> _WRITTEN REQUEST_
Beginning with the line in which "point: eyeglasses -- one" appears, transcribe each line word for word until the records end. Do not include pictures.

(Location labeling records)
>> Begin

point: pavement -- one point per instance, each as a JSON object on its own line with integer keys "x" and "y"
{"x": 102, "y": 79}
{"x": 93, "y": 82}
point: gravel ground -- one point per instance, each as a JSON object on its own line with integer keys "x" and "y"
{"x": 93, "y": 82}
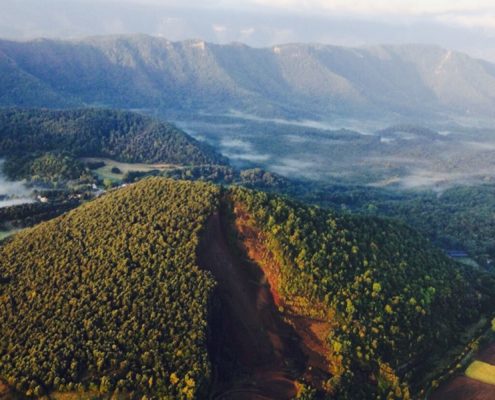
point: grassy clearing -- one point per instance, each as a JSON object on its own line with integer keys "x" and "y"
{"x": 482, "y": 372}
{"x": 105, "y": 172}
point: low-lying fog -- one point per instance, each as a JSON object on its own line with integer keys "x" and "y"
{"x": 421, "y": 155}
{"x": 13, "y": 193}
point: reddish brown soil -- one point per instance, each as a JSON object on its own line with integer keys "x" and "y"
{"x": 487, "y": 354}
{"x": 256, "y": 353}
{"x": 464, "y": 388}
{"x": 311, "y": 331}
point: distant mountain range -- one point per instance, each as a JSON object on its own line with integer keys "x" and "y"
{"x": 303, "y": 80}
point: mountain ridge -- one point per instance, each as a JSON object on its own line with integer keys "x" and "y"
{"x": 191, "y": 75}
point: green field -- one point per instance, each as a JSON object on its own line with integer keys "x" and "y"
{"x": 105, "y": 172}
{"x": 482, "y": 372}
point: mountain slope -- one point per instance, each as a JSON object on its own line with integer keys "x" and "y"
{"x": 123, "y": 136}
{"x": 109, "y": 297}
{"x": 146, "y": 72}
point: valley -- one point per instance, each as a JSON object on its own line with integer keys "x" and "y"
{"x": 219, "y": 221}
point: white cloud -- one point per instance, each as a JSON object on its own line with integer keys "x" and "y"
{"x": 484, "y": 21}
{"x": 247, "y": 31}
{"x": 219, "y": 28}
{"x": 408, "y": 7}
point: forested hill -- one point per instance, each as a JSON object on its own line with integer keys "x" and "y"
{"x": 295, "y": 79}
{"x": 123, "y": 136}
{"x": 109, "y": 296}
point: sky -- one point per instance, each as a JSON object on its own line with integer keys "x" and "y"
{"x": 463, "y": 25}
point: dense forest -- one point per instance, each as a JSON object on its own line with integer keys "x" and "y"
{"x": 394, "y": 300}
{"x": 458, "y": 218}
{"x": 108, "y": 297}
{"x": 123, "y": 270}
{"x": 33, "y": 139}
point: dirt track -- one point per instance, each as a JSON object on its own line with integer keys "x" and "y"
{"x": 255, "y": 353}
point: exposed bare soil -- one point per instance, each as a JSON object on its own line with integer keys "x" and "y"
{"x": 257, "y": 351}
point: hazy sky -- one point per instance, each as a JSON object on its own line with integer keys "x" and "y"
{"x": 463, "y": 25}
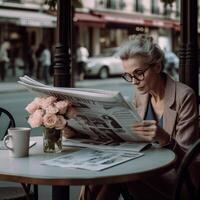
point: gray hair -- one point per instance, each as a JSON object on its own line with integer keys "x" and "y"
{"x": 142, "y": 46}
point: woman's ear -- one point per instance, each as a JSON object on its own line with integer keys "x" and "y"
{"x": 158, "y": 68}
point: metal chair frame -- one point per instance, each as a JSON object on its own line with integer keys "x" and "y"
{"x": 183, "y": 175}
{"x": 26, "y": 187}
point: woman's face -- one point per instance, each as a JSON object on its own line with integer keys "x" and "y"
{"x": 144, "y": 76}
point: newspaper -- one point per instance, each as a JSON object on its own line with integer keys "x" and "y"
{"x": 106, "y": 145}
{"x": 102, "y": 115}
{"x": 91, "y": 159}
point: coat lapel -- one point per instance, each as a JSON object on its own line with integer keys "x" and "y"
{"x": 170, "y": 114}
{"x": 141, "y": 104}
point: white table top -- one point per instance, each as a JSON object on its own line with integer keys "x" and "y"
{"x": 29, "y": 169}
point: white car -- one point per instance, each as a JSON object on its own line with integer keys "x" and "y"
{"x": 104, "y": 65}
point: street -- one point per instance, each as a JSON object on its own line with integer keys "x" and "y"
{"x": 16, "y": 101}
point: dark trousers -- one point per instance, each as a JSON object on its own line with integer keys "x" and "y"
{"x": 45, "y": 73}
{"x": 2, "y": 70}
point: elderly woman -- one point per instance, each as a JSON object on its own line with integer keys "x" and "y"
{"x": 168, "y": 109}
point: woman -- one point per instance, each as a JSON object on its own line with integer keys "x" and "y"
{"x": 168, "y": 108}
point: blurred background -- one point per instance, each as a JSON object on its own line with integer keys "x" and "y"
{"x": 28, "y": 36}
{"x": 30, "y": 27}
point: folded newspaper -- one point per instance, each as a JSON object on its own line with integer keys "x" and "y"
{"x": 102, "y": 115}
{"x": 91, "y": 159}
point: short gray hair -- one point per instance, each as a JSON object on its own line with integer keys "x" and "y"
{"x": 142, "y": 46}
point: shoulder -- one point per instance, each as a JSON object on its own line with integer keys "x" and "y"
{"x": 182, "y": 89}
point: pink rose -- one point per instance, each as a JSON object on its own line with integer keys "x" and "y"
{"x": 62, "y": 106}
{"x": 31, "y": 107}
{"x": 71, "y": 113}
{"x": 52, "y": 109}
{"x": 48, "y": 101}
{"x": 61, "y": 122}
{"x": 36, "y": 119}
{"x": 49, "y": 120}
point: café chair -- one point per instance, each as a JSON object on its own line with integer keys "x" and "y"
{"x": 184, "y": 177}
{"x": 182, "y": 184}
{"x": 14, "y": 193}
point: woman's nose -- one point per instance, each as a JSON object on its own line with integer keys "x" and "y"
{"x": 135, "y": 81}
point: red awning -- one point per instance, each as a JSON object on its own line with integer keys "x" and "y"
{"x": 87, "y": 19}
{"x": 114, "y": 18}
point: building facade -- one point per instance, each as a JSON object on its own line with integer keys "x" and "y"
{"x": 119, "y": 19}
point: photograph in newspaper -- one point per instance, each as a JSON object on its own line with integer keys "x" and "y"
{"x": 106, "y": 145}
{"x": 102, "y": 115}
{"x": 91, "y": 159}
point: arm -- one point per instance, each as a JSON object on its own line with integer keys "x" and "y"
{"x": 186, "y": 132}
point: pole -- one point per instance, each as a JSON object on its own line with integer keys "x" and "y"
{"x": 62, "y": 57}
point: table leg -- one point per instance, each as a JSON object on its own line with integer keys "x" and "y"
{"x": 60, "y": 192}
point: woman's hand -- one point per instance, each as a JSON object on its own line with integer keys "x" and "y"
{"x": 149, "y": 131}
{"x": 146, "y": 129}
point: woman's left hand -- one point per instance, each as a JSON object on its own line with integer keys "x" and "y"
{"x": 146, "y": 129}
{"x": 149, "y": 131}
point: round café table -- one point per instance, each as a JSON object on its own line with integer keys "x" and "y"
{"x": 29, "y": 169}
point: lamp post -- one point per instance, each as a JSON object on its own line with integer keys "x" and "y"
{"x": 189, "y": 45}
{"x": 62, "y": 67}
{"x": 62, "y": 56}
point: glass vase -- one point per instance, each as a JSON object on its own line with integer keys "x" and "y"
{"x": 52, "y": 140}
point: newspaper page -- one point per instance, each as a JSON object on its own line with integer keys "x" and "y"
{"x": 91, "y": 159}
{"x": 102, "y": 115}
{"x": 106, "y": 145}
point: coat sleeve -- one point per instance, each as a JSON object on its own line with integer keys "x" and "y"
{"x": 186, "y": 131}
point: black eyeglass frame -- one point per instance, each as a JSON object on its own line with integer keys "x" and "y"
{"x": 131, "y": 76}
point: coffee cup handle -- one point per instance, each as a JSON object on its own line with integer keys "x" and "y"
{"x": 5, "y": 141}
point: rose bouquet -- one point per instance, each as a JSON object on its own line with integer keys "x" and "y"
{"x": 52, "y": 114}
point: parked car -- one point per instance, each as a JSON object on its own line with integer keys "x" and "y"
{"x": 105, "y": 64}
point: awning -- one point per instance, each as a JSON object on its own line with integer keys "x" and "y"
{"x": 126, "y": 19}
{"x": 27, "y": 18}
{"x": 87, "y": 19}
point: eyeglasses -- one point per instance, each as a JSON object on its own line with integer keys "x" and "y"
{"x": 138, "y": 75}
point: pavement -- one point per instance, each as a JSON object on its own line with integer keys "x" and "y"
{"x": 10, "y": 83}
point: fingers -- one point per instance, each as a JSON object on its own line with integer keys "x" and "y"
{"x": 145, "y": 123}
{"x": 146, "y": 129}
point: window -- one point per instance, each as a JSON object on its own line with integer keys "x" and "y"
{"x": 154, "y": 7}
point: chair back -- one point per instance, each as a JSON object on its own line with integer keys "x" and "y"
{"x": 184, "y": 177}
{"x": 6, "y": 121}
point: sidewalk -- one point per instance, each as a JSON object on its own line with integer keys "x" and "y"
{"x": 10, "y": 84}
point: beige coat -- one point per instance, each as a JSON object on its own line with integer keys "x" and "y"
{"x": 180, "y": 115}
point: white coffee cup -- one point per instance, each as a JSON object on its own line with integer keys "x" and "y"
{"x": 17, "y": 141}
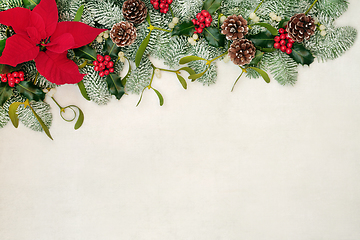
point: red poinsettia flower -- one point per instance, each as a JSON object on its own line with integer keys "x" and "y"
{"x": 40, "y": 37}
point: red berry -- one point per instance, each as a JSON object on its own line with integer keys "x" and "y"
{"x": 100, "y": 58}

>> End

> _RESPONSE_
point: eyeglasses -- one point per instance, each as a JSON object on its own line with integer keys "x" and "y"
{"x": 138, "y": 75}
point: pavement -- one point per instance, each as a JSON object on its own line with integer keys "x" and "y"
{"x": 10, "y": 83}
point: fingers -- one point per instance, each as a JSON object on its own line with integer keys "x" and "y"
{"x": 145, "y": 123}
{"x": 146, "y": 129}
point: window -- one point per instance, each as a JSON object on its own line with integer keys "x" and "y"
{"x": 154, "y": 7}
point: chair back -- one point per instance, each as a JSON object on its own line with integer keys "x" and "y"
{"x": 184, "y": 177}
{"x": 6, "y": 121}
point: sidewalk -- one point per instance, each as a JSON object on its own line with integer keys "x" and "y"
{"x": 10, "y": 84}
point: beige coat -- one point per instance, each as a JSON object on its own line with integer keys "x" and "y"
{"x": 180, "y": 115}
point: white coffee cup -- one point per instance, each as a JSON object on its own line with integer keys "x" and "y"
{"x": 17, "y": 141}
point: red poinsettia flower -- one point per instance, each as a JSON object on its own line with integer keys "x" and "y"
{"x": 40, "y": 37}
point: red berry -- one point per instance, each as a JSON object on its own line with integer keys "x" and "y"
{"x": 100, "y": 58}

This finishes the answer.